** What the task asks **
Repeat the listing below word for word, stopping after the line that contains "153L272 164L281 231L180".

** The records **

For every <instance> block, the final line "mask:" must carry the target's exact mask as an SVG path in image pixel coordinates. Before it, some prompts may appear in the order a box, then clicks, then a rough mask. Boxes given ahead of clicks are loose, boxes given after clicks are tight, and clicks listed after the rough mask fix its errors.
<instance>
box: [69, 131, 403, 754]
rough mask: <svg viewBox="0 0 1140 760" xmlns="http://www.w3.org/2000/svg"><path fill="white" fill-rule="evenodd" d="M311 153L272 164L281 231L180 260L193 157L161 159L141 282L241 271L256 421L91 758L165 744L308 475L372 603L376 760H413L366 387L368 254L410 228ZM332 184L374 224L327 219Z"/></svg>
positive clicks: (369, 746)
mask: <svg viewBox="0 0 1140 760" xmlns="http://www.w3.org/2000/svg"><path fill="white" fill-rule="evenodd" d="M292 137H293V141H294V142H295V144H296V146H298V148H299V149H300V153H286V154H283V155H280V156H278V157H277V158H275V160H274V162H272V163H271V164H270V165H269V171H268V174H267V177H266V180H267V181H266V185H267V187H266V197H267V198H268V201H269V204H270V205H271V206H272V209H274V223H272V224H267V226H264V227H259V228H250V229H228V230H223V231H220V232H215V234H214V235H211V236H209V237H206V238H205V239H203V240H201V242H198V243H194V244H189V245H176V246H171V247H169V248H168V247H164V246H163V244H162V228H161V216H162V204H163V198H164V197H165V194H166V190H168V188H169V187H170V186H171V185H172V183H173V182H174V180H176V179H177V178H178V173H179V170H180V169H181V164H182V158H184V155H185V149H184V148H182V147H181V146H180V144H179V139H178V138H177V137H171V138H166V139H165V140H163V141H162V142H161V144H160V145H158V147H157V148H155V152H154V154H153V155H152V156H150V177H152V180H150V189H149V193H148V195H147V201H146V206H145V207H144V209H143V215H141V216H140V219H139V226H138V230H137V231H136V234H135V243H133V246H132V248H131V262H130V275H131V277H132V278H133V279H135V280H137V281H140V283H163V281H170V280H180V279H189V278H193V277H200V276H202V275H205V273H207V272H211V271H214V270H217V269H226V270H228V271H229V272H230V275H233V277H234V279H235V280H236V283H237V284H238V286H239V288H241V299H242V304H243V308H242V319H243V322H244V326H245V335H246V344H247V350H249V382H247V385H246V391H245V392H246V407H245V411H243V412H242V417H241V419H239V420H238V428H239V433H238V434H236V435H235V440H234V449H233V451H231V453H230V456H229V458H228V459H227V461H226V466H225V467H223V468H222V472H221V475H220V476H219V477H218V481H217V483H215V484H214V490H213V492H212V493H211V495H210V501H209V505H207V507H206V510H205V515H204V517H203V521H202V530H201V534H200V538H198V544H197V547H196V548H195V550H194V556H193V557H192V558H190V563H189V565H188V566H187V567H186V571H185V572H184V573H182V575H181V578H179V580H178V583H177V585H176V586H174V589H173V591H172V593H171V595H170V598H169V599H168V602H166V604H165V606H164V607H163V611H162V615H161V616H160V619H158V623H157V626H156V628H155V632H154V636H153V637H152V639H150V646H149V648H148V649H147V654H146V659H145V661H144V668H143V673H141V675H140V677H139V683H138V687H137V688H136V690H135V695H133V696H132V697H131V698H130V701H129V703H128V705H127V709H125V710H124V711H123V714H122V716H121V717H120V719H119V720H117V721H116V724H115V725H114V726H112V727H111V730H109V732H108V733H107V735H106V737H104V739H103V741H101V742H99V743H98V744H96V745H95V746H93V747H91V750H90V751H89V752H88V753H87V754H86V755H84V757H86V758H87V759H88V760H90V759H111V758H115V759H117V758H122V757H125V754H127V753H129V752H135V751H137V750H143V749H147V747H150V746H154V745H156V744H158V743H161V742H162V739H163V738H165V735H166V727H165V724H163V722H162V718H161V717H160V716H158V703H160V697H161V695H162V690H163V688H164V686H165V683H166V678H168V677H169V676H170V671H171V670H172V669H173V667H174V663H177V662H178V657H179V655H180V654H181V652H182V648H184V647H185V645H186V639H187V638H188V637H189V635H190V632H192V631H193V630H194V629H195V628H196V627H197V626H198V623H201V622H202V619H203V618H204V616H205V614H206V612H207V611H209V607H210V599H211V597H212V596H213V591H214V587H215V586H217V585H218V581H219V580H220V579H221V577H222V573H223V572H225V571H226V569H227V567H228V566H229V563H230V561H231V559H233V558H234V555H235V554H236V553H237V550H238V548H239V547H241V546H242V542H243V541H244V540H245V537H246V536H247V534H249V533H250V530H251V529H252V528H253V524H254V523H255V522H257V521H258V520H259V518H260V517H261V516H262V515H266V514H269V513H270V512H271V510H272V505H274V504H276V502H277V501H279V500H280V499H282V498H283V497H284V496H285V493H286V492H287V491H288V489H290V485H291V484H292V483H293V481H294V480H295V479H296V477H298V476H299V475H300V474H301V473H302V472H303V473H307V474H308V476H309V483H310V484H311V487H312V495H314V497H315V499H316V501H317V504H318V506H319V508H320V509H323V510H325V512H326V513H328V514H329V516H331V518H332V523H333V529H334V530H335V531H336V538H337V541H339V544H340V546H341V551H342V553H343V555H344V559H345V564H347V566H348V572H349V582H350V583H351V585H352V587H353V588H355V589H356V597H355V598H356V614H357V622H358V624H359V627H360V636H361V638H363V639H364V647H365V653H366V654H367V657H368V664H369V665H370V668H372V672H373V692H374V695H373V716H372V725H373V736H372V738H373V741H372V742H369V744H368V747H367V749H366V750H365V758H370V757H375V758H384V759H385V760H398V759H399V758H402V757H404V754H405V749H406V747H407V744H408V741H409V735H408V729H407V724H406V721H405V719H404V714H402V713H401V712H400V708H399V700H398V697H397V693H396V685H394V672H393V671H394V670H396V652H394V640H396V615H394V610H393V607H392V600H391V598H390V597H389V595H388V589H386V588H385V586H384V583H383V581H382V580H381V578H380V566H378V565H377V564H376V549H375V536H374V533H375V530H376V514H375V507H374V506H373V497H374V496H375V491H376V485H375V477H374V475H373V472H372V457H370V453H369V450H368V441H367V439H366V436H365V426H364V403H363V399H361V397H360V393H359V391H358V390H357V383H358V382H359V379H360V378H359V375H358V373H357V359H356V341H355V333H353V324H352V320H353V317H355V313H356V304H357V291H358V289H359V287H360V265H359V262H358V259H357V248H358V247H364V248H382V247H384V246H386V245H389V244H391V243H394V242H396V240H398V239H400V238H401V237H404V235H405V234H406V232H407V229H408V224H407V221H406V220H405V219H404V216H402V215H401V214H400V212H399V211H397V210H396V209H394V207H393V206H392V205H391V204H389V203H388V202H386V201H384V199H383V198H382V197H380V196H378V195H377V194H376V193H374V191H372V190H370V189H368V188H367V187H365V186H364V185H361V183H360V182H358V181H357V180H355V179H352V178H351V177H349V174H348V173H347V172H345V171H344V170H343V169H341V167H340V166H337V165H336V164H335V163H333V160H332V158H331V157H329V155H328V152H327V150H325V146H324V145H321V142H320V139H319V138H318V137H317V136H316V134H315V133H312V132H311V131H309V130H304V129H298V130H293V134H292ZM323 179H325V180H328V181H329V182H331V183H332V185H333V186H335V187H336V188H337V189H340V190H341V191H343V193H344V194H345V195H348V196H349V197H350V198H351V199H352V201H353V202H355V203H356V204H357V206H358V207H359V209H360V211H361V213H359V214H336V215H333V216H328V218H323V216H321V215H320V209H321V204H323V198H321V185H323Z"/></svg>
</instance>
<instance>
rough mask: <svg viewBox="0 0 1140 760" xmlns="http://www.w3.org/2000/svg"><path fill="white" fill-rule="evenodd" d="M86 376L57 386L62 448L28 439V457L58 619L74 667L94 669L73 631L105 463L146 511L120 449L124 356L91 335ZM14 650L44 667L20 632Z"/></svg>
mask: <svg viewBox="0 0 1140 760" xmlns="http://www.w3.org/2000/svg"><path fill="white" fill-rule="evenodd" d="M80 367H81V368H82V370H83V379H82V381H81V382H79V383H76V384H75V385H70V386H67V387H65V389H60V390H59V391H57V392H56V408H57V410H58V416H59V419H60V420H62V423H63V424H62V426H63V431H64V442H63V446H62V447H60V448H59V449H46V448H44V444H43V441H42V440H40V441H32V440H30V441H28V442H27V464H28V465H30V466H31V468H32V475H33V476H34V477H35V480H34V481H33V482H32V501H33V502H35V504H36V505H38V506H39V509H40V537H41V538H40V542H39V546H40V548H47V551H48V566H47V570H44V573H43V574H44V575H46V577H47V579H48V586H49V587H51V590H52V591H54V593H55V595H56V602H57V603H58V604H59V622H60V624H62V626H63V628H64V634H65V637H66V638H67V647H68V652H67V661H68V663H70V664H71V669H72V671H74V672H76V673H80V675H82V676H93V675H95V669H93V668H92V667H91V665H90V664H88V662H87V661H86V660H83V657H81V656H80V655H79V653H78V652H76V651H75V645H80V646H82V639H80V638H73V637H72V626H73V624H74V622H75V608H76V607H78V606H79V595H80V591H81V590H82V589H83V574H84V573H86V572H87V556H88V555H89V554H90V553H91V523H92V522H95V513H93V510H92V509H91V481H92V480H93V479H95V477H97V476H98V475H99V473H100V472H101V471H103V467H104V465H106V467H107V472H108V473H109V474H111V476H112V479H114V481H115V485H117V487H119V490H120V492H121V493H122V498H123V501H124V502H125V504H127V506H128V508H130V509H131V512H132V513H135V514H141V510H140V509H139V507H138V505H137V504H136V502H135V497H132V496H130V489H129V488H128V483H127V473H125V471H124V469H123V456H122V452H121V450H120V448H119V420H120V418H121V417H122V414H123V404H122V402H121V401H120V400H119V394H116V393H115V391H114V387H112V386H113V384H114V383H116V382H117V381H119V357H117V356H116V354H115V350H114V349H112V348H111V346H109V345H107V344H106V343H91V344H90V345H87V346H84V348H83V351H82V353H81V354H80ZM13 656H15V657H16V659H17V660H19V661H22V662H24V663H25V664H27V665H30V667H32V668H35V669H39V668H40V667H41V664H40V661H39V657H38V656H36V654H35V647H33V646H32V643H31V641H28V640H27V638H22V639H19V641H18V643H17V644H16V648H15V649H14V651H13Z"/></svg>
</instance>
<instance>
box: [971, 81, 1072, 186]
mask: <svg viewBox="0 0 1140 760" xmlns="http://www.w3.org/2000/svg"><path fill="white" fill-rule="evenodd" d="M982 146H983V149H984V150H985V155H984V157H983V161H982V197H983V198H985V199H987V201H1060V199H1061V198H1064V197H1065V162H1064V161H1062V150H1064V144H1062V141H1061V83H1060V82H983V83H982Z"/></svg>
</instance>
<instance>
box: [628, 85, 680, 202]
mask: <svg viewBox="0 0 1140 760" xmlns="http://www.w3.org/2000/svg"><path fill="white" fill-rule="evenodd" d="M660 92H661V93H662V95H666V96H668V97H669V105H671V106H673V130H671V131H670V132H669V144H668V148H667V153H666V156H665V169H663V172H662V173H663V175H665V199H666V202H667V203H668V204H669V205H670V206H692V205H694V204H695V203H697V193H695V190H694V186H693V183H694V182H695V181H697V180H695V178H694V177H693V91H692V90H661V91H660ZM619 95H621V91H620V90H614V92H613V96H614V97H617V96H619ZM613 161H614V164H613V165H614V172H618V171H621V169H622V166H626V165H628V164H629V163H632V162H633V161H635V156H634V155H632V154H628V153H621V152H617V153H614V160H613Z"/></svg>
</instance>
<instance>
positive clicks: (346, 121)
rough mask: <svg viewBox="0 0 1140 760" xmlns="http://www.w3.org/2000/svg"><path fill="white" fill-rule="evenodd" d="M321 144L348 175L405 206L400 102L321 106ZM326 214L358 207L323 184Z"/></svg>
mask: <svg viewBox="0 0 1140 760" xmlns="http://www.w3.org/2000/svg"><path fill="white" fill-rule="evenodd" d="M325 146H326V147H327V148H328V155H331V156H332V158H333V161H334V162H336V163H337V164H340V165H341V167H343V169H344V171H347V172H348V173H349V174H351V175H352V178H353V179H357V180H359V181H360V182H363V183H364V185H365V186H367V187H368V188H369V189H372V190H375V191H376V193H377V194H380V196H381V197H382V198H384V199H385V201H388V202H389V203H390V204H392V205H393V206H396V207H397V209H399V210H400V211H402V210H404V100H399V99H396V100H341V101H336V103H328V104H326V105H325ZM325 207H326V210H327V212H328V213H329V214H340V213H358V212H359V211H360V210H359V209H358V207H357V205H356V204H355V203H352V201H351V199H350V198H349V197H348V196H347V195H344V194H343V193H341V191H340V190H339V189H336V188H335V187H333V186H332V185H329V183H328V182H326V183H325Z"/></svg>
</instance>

** Task output **
For every <instance> block, the final line "mask:" must carry the target's exact mask as an SVG path in image pixel coordinates. Before it, some prompts may appear in the order a box, then clicks, then a rough mask. Boxes given ahead of clicks are loose, boxes given after clicks are tight, and clicks listed after the rough mask fix its errors.
<instance>
box: [69, 131, 403, 754]
rough mask: <svg viewBox="0 0 1140 760" xmlns="http://www.w3.org/2000/svg"><path fill="white" fill-rule="evenodd" d="M311 153L272 164L281 231L180 260L193 157L161 159L141 282L241 271L256 421L91 758L165 744L308 475L372 603L376 760H413L366 387L368 254L410 228ZM332 184L374 224L327 219Z"/></svg>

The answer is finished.